Request: Update the Predictive Analysis review below by reproducing everything from "The predictive analytics" down to "with future releases.", with "Data Writers" replaced by "Data Output".

SAP BusinessObjects Predictive Analysis is a statistical analysis and data mining solution that enables you to build predictive models and visually interact with the data to discover hidden insights and relationships in your data, and thereby provide the basis for making predictions about future events.
Recently i had my first exposure to SAP Predictive Analytics 1.0, I feel that predictive analytics whilst not new is certainly an area of Enterprise performance management applications that has not been exploited to its fullest potential. I was intrigued to understand more about this SAP product offering especially in conjunction with SAP HANA.
First impression of SAP Predictive analysis 1.0 is that it is an easy to use application; the tool itself is installed on a client machine (user laptop/PC), and like the SAP HANA studio is built on the Eclipse framework and has a similar feel. My prediction is that eventually this tool will be embedded into the SAP HANA Studio; we are at our limits to installing SAP client tools every time a new product is released.
The predictive analytics process is simple consisting of 4 key steps:
• Data acquisition (Data Readers)
• Data Preparation
• Algorithms (SAP, R or PAL)
• Data Writers
This first release of SAP Predictive analysis allows for the user to connect to SAP BOBJ universes (.unv only), several databases via JDBC, Excel, CSV and of course SAP HANA. I feel that BOBJ .unx universes should have been supported from the first version, unsure sure why this would be left out. Moreover i was very surprised not to see connections to SAP BW via OLAP BAPI , MDX or even BICS, this is surly something that will come with future releases.
Available ‘Data Readers’ in version 1.0 including the supported databases for JDC connections:
I noted that when the ‘HANA Reader’ is selected no other reader type can be inserted into the analysis flow, using the other readers it is possible to have multiple readers in one dataflow i.e. CSV, Universe and JDBC.
Depending on the ‘data reader’ selected, different preparation options will be made available, selecting the HANA reader will only present options for ‘filter’ and ‘sample’, whereas the other reader types give additions of ‘Data Type Definition’ and ‘Formula’:
The filter is particularly useful as many of the algorithms fail if zero values are present, I would recommend using the ‘filter’ to remove zero value records this certainly is useful when using the Regression based algorithms.

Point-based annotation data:
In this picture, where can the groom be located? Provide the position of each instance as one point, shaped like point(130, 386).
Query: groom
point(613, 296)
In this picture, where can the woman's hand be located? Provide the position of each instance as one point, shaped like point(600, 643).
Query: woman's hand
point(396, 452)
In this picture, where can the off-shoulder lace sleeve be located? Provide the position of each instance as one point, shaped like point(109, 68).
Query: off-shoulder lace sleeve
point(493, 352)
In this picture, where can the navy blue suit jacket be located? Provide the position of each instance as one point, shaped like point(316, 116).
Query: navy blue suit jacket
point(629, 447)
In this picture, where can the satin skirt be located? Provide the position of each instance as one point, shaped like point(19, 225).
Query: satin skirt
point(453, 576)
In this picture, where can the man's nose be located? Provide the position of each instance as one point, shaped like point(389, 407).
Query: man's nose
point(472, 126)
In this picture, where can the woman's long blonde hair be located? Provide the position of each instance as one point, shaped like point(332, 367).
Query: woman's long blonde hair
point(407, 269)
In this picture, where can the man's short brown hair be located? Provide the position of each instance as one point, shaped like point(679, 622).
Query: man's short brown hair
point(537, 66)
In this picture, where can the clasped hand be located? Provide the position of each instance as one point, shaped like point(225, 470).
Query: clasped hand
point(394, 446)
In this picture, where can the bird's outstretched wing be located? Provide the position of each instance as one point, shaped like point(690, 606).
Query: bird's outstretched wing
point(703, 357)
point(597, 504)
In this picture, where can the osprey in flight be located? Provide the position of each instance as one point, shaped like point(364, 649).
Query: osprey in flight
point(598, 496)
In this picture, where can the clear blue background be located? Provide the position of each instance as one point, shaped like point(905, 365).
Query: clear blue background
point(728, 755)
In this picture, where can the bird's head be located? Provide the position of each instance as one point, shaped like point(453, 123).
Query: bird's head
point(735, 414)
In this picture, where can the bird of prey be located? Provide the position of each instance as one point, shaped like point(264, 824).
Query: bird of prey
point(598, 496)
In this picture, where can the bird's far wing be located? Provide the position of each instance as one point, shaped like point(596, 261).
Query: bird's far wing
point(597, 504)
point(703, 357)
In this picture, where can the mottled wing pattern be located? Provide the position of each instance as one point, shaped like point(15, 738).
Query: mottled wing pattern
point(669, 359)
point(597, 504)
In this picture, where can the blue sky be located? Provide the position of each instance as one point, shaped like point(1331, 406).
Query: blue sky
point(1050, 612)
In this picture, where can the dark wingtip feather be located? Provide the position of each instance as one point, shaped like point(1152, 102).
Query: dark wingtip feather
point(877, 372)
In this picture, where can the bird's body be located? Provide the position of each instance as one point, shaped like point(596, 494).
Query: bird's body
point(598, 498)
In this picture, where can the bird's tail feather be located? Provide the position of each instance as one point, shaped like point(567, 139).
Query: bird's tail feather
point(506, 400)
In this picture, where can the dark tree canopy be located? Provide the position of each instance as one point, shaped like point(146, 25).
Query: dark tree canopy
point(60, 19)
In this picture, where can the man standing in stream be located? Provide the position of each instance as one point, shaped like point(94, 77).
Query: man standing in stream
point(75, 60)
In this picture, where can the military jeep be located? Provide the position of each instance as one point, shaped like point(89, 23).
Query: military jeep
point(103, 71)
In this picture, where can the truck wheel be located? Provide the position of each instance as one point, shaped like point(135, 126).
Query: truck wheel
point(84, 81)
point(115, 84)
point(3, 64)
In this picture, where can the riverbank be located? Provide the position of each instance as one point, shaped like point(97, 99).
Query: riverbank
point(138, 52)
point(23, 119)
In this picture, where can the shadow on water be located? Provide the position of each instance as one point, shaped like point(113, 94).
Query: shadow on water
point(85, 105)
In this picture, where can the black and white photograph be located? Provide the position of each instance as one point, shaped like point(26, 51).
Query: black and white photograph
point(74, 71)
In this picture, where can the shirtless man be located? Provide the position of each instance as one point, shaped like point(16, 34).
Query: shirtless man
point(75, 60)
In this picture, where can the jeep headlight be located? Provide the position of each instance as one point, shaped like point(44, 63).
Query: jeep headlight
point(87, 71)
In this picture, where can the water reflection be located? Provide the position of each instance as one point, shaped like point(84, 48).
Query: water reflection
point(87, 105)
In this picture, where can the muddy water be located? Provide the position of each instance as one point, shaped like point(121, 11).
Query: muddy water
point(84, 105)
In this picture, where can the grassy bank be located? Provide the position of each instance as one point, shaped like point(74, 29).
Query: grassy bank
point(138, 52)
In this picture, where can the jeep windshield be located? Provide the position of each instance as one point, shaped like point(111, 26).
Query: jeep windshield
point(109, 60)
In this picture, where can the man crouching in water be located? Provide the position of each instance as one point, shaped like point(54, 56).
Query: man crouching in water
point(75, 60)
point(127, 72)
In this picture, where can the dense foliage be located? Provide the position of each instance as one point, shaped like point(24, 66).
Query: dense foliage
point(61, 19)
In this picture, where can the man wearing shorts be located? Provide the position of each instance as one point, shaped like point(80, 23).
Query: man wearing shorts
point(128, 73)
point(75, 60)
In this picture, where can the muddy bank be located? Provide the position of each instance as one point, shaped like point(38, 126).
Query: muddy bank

Output:
The predictive analytics process is simple consisting of 4 key steps:
• Data acquisition (Data Readers)
• Data Preparation
• Algorithms (SAP, R or PAL)
• Data Output
This first release of SAP Predictive analysis allows for the user to connect to SAP BOBJ universes (.unv only), several databases via JDBC, Excel, CSV and of course SAP HANA. I feel that BOBJ .unx universes should have been supported from the first version, unsure sure why this would be left out. Moreover i was very surprised not to see connections to SAP BW via OLAP BAPI , MDX or even BICS, this is surly something that will come with future releases.